__TASK TO CARRY OUT__
In the rows below, change every "outline each instance" to "trace every instance" and leave everything else unchanged. Omit the pictures from your answer.

§ §

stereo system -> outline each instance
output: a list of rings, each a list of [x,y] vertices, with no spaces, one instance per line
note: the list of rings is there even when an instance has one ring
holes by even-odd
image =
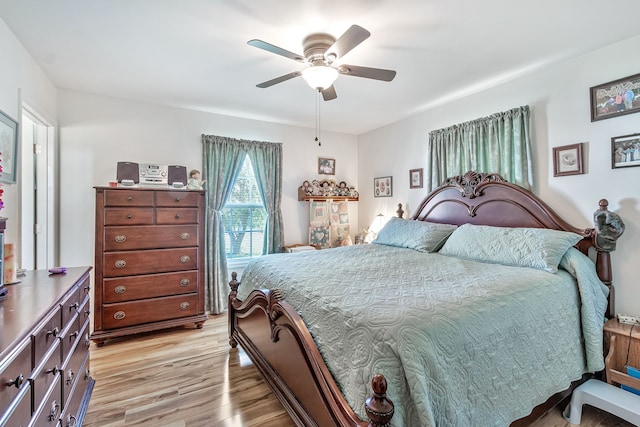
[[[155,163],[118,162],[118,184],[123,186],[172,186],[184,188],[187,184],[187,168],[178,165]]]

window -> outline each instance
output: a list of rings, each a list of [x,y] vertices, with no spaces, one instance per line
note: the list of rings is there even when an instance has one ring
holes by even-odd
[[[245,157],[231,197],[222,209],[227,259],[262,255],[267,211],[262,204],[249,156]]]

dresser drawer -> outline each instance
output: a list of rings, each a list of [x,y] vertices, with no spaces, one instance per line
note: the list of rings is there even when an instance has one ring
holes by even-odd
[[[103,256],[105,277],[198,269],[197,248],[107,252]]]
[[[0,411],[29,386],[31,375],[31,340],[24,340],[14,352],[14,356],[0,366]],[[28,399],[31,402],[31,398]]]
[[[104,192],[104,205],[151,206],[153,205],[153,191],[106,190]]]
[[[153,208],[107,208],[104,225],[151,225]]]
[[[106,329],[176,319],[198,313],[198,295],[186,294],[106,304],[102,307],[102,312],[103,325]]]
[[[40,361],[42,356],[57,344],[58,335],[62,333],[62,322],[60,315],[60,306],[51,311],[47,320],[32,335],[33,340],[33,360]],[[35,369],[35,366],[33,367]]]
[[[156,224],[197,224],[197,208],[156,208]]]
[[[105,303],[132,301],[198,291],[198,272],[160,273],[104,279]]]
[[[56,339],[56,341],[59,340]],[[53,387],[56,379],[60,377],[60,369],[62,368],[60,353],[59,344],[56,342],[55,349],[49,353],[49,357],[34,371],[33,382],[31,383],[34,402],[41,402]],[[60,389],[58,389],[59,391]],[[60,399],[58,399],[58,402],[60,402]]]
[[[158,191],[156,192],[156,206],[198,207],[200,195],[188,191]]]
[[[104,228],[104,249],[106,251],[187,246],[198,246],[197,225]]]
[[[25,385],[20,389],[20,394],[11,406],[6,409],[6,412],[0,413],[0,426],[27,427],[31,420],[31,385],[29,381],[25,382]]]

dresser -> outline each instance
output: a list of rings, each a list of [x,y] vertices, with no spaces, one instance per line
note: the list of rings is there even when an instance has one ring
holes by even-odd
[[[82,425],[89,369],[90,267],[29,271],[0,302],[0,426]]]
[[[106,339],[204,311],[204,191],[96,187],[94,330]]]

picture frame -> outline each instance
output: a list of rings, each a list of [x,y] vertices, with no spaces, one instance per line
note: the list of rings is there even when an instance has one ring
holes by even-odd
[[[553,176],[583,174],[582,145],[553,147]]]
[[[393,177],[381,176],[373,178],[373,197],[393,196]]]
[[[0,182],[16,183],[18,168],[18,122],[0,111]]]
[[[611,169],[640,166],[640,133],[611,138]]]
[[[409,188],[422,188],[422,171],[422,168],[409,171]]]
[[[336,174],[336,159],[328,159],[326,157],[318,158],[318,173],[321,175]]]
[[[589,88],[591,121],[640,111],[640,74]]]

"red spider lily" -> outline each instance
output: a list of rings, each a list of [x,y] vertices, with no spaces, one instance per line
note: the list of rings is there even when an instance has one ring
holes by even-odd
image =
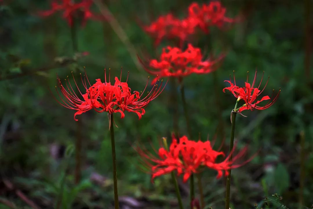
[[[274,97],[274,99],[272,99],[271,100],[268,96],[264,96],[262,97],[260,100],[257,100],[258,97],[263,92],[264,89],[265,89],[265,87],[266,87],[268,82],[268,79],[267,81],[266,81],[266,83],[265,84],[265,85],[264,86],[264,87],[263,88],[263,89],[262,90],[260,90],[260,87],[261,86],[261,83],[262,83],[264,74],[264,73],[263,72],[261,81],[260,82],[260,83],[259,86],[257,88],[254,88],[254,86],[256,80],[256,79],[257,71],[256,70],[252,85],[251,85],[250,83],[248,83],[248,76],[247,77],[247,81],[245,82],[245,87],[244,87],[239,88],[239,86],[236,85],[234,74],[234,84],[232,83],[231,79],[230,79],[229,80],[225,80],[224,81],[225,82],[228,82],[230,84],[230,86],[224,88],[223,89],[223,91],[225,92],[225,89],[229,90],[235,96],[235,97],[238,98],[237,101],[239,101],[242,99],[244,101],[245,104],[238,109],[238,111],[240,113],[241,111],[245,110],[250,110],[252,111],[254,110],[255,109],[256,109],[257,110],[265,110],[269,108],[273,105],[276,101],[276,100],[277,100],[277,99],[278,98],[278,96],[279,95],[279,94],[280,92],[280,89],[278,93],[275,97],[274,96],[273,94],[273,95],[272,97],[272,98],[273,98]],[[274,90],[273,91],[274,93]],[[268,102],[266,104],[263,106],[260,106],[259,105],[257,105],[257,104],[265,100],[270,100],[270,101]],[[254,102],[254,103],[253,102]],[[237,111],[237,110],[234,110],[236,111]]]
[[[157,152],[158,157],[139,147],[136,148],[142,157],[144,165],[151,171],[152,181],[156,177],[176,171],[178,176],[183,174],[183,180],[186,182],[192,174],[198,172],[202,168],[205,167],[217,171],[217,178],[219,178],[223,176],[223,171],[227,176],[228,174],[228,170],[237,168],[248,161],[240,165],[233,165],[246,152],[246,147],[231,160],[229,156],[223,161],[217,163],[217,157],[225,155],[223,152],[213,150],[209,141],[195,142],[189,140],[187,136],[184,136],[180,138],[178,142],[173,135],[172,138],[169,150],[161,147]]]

§ §

__WRITTEN REPLY__
stereo system -> trace every instance
output: a list of rings, each a list of [x,y] vertices, with no spaces, one instance per line
note: the list of rings is there even when an instance has one ring
holes by even-odd
image =
[[[155,163],[118,162],[118,184],[123,186],[172,186],[184,188],[187,184],[187,168],[178,165]]]

window -> trace every instance
output: a list of rings, each a list of [x,y] vertices, with no spaces, one instance per line
note: the list of rings is there even when an instance has one ring
holes by even-odd
[[[245,157],[231,197],[222,209],[227,259],[262,255],[267,211],[262,204],[249,156]]]

dresser drawer -> trace every instance
output: a list of rings, each a list of [x,y] vertices, with no spaces, one instance per line
note: the list of rings is there even when an instance has one ring
holes by even-odd
[[[103,256],[105,277],[198,269],[197,248],[107,252]]]
[[[0,411],[29,386],[31,375],[31,340],[24,340],[14,352],[14,356],[0,366]],[[28,399],[31,402],[31,398]]]
[[[104,192],[104,205],[151,206],[153,205],[153,191],[106,190]]]
[[[153,208],[107,208],[104,225],[151,225]]]
[[[106,329],[176,319],[198,313],[198,295],[186,294],[106,304],[102,307],[102,312],[103,325]]]
[[[40,361],[42,356],[57,344],[58,335],[62,333],[62,322],[60,315],[60,306],[51,311],[47,320],[32,335],[33,340],[33,360]],[[35,369],[35,366],[33,367]]]
[[[156,224],[197,224],[197,208],[156,208]]]
[[[105,303],[132,301],[198,291],[198,272],[160,273],[104,279]]]
[[[56,339],[56,341],[59,340]],[[53,387],[56,379],[60,377],[60,369],[62,368],[60,353],[59,344],[56,342],[55,349],[49,353],[49,357],[34,371],[33,382],[31,383],[34,402],[41,402]],[[60,389],[58,389],[59,391]],[[60,399],[58,399],[58,402],[60,402]]]
[[[158,191],[156,192],[156,206],[198,207],[200,195],[188,191]]]
[[[104,228],[104,249],[106,251],[187,246],[198,246],[197,225]]]
[[[25,385],[20,389],[20,394],[11,406],[6,409],[6,412],[0,413],[0,426],[27,427],[31,420],[31,385],[29,381],[25,382]]]

dresser -> trace every instance
output: a list of rings, each a list of [x,y] vertices, with no spaces, one instance per line
note: the list of rings is there even when an instance has one ring
holes by even-odd
[[[82,425],[89,369],[90,267],[29,271],[0,302],[0,426]]]
[[[106,339],[204,311],[204,191],[96,187],[94,330]]]

picture frame -> trace every instance
output: a list of rings, each a list of [x,y] vertices, with no spaces, one instance per line
note: the list of rings is there even when an instance has one ring
holes by even-odd
[[[553,176],[583,174],[582,145],[553,147]]]
[[[393,177],[381,176],[373,178],[373,197],[393,196]]]
[[[0,182],[16,183],[18,168],[18,122],[0,111]]]
[[[611,169],[640,166],[640,133],[611,138]]]
[[[409,188],[422,188],[422,171],[422,168],[409,171]]]
[[[336,174],[336,159],[328,159],[326,157],[318,158],[318,173],[321,175]]]
[[[589,88],[591,121],[640,111],[640,74]]]

"red spider lily" -> trace every instance
output: a list of rings, each a list of [x,y] vertices, with no spaces, one instance per line
note: the list of rings is there even when an instance has one ring
holes by even-odd
image =
[[[274,97],[274,99],[272,99],[271,100],[268,96],[264,96],[262,97],[260,100],[257,100],[258,97],[263,92],[264,89],[265,89],[265,87],[266,87],[268,82],[268,79],[267,81],[266,81],[266,83],[265,84],[265,85],[264,86],[264,87],[263,88],[263,89],[262,90],[260,90],[260,87],[261,86],[261,83],[262,83],[264,74],[264,73],[263,72],[261,81],[260,82],[260,83],[259,86],[257,88],[254,88],[254,86],[256,80],[256,79],[257,71],[256,70],[252,85],[251,85],[250,83],[248,83],[248,76],[247,77],[247,81],[245,82],[245,87],[244,87],[239,88],[239,86],[236,85],[234,74],[234,84],[232,83],[231,79],[230,79],[229,80],[225,80],[224,81],[225,82],[228,82],[230,84],[230,86],[224,88],[223,89],[223,91],[225,92],[225,89],[229,90],[235,96],[235,97],[238,98],[237,101],[239,101],[242,99],[244,101],[245,104],[238,109],[238,111],[240,113],[241,111],[245,110],[250,110],[252,111],[254,110],[255,109],[256,109],[257,110],[265,110],[269,108],[273,105],[276,101],[276,100],[277,100],[277,99],[278,98],[278,96],[279,95],[279,94],[280,92],[280,89],[278,93],[275,97],[274,96],[273,94],[273,95],[272,97],[272,98],[273,98]],[[274,90],[273,91],[274,93]],[[268,102],[266,104],[263,106],[260,106],[259,105],[257,105],[257,104],[265,100],[270,100],[270,101]],[[254,102],[254,103],[253,102]],[[237,111],[237,110],[234,110],[236,111]]]
[[[157,152],[158,157],[139,147],[136,148],[142,157],[144,165],[151,171],[152,181],[156,177],[176,171],[178,176],[183,174],[183,180],[186,182],[192,174],[198,172],[202,168],[205,167],[217,171],[217,178],[219,178],[223,176],[223,171],[227,176],[228,174],[228,170],[237,168],[248,161],[240,165],[233,165],[246,152],[246,147],[231,160],[229,156],[223,161],[217,163],[217,157],[225,155],[223,152],[213,150],[209,141],[195,142],[189,140],[187,136],[184,136],[180,138],[178,142],[173,135],[172,138],[169,150],[161,147]]]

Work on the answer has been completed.